(INPUT DATA):

--- --- ---

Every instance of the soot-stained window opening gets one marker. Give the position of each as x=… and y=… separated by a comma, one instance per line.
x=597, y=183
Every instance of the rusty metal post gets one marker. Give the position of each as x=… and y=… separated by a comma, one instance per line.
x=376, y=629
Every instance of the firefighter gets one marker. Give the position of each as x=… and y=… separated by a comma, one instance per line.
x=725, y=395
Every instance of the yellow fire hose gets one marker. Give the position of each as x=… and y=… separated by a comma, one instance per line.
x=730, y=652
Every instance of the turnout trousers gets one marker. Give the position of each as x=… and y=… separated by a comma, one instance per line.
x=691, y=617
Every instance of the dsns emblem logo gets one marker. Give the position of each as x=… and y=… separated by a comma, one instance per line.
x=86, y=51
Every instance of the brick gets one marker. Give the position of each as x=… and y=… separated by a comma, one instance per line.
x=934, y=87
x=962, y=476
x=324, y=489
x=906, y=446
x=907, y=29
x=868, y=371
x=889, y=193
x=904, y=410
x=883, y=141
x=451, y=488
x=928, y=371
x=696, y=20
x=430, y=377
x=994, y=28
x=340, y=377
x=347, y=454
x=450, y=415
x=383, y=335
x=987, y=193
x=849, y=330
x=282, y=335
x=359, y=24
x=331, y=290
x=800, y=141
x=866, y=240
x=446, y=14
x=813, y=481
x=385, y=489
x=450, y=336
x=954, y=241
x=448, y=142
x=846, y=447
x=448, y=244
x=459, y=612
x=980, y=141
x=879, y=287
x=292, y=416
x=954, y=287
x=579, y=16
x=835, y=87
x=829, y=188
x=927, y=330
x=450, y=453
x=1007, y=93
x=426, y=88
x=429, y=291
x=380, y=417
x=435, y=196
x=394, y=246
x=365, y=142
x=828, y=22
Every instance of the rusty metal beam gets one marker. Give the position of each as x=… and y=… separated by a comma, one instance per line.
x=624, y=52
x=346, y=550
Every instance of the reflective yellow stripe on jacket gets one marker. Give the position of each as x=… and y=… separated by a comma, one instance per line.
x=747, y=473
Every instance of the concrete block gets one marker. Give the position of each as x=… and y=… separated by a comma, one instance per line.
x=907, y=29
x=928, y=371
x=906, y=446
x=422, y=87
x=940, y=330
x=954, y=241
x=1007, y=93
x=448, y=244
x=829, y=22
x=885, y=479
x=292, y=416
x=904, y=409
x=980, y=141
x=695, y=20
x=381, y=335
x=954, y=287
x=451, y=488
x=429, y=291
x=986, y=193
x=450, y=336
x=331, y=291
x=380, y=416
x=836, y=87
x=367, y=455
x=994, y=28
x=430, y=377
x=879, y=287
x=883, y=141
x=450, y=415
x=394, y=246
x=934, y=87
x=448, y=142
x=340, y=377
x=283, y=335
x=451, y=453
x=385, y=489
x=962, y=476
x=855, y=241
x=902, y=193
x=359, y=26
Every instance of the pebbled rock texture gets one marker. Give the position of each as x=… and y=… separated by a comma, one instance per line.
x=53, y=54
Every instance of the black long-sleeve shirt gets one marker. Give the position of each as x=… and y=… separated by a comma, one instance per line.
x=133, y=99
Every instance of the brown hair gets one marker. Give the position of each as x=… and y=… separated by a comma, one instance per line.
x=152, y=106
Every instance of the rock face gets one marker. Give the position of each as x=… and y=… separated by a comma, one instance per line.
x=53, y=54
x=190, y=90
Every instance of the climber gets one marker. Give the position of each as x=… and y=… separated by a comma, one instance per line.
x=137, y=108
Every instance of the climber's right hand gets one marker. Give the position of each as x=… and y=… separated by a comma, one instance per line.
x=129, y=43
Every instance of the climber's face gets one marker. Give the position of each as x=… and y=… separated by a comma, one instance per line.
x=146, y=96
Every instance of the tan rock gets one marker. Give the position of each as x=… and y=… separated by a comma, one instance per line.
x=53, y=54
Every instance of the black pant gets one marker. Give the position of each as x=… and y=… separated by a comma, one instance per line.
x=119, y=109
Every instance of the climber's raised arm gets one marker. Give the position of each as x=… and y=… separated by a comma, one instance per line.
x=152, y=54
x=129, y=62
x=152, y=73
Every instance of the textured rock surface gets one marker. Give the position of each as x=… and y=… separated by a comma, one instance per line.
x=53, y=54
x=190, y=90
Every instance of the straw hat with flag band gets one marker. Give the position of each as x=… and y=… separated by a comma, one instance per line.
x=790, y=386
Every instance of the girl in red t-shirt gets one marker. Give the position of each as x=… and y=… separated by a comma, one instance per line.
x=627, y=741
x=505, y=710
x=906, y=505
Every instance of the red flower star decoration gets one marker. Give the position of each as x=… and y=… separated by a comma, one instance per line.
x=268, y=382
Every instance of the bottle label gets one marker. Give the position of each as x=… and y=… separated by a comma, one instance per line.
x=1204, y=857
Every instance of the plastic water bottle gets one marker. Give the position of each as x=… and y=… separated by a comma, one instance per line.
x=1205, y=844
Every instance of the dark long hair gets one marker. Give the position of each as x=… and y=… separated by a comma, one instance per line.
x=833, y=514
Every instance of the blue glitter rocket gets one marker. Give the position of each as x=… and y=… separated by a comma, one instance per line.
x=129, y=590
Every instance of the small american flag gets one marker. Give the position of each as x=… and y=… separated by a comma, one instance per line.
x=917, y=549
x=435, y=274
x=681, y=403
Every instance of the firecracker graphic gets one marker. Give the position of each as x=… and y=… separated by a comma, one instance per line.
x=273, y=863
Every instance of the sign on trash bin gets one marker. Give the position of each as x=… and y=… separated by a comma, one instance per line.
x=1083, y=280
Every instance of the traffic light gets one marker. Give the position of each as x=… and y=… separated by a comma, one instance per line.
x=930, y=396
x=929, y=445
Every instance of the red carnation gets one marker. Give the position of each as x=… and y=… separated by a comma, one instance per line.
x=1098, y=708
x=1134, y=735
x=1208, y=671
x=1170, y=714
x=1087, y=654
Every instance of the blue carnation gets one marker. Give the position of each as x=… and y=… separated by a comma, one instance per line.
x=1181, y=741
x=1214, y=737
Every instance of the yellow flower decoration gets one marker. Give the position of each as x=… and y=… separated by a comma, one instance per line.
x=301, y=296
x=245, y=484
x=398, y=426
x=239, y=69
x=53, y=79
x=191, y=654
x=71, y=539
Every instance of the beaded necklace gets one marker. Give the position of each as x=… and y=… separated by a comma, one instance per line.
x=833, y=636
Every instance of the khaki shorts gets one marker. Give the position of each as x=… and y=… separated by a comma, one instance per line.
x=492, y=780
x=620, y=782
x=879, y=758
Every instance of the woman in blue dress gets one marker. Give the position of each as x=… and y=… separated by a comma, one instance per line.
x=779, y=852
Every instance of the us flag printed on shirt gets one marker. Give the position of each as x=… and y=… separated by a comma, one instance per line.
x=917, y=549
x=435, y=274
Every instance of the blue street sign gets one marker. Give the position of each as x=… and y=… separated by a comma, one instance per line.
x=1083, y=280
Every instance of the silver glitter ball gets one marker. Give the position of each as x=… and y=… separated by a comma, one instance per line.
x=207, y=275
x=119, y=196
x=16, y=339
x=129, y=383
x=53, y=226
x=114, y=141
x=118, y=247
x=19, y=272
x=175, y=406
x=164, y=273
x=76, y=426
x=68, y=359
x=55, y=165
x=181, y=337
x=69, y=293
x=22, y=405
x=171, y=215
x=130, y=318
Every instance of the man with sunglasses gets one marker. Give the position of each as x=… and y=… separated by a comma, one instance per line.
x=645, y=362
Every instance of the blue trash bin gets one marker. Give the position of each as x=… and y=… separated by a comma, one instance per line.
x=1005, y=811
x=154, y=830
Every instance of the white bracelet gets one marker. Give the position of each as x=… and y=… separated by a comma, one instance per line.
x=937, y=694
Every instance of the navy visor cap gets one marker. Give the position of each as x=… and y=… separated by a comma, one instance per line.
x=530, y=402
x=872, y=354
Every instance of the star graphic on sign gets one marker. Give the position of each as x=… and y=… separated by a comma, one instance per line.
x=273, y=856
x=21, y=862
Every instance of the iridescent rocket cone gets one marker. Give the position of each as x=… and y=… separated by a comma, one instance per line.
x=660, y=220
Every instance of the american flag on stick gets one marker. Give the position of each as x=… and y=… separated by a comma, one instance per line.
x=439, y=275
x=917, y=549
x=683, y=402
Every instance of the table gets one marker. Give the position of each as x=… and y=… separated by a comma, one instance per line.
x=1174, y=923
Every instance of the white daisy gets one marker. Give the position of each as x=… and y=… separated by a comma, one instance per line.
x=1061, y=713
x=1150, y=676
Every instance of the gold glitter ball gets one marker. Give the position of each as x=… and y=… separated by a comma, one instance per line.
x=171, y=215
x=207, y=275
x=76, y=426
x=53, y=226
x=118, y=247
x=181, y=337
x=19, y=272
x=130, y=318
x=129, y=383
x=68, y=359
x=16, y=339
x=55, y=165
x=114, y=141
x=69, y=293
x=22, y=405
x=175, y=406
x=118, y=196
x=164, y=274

--- --- ---

(ABOUT THIS TASK): Only output the lines from the one with "Every instance of the table" through the end of the entries above, exactly as they are.

(FINISHED TASK):
Every instance of the table gets one marker. Give the position of each as x=… and y=… separated by a comma, one instance per line.
x=1174, y=923
Every instance of the white daisy gets one marker. Give the position of each as x=… and y=… separated by a comma, one instance per line.
x=1061, y=713
x=1150, y=676
Every instance of the gold glitter ball gets one marker. Give the position of each as x=… and y=… separated by a comma, one instance per line.
x=171, y=215
x=207, y=275
x=76, y=426
x=53, y=226
x=118, y=247
x=181, y=337
x=19, y=272
x=130, y=318
x=129, y=383
x=68, y=359
x=16, y=339
x=55, y=165
x=114, y=141
x=69, y=293
x=22, y=405
x=175, y=406
x=118, y=196
x=164, y=274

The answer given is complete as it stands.